## Activity
Among the entries below, take the line with "Target: green meadow" and the line with "Place a marker on every instance of the man", and output them and every line between them exactly, with nothing else.

[Data extracted from a collection]
______

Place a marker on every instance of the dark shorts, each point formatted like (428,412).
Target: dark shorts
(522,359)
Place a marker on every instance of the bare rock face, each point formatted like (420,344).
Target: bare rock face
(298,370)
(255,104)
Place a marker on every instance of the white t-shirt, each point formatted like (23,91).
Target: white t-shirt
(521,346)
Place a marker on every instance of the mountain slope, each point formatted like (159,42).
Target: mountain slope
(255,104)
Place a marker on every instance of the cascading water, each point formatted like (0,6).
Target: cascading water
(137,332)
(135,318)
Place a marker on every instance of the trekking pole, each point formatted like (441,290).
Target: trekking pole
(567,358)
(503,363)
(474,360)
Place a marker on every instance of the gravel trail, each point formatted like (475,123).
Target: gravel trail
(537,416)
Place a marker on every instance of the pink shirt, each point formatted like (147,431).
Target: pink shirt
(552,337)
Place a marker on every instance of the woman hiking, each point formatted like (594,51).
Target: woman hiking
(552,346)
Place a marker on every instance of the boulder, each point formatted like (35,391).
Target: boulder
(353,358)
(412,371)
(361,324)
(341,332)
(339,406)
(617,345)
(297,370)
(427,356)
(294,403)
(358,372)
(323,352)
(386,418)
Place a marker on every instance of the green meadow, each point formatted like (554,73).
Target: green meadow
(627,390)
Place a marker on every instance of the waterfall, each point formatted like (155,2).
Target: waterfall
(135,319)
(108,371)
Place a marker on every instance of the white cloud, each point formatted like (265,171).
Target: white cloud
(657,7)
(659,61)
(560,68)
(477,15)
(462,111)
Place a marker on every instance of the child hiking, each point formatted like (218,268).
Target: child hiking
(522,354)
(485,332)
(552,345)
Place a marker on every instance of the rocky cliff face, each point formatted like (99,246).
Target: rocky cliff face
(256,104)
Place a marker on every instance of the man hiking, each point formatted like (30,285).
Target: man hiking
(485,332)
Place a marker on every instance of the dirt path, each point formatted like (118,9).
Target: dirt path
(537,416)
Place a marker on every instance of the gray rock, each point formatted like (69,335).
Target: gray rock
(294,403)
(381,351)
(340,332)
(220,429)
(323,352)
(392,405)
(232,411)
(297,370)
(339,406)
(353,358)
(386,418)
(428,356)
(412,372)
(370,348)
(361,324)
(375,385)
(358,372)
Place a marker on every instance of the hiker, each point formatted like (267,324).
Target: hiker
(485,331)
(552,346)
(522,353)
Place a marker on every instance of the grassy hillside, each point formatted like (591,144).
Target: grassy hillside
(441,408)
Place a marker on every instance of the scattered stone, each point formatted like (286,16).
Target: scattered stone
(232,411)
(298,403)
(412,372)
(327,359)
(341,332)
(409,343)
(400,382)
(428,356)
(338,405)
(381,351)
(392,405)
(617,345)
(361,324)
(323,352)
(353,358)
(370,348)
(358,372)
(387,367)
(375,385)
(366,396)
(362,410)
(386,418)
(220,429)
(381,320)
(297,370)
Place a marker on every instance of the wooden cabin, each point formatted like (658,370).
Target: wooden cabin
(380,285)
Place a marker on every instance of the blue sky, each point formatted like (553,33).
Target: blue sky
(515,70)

______

## Response below
Target: green meadow
(627,390)
Place a marker on every instance of the waterfall, each point formatted like (155,2).
Target: waterfall
(135,319)
(108,371)
Place a marker on every instance of the white cloud, each point formatted like (265,171).
Target: white cloud
(657,7)
(659,61)
(560,68)
(477,15)
(462,111)
Place a marker on every instance of the child hiking, each point formatted like (218,268).
Target: child hiking
(522,354)
(485,332)
(552,345)
Place a marker on every instance of the rocky cliff face, each point formatted like (99,246).
Target: rocky cliff face
(256,104)
Place a marker on every instance of the man hiking, each point formatted like (30,285).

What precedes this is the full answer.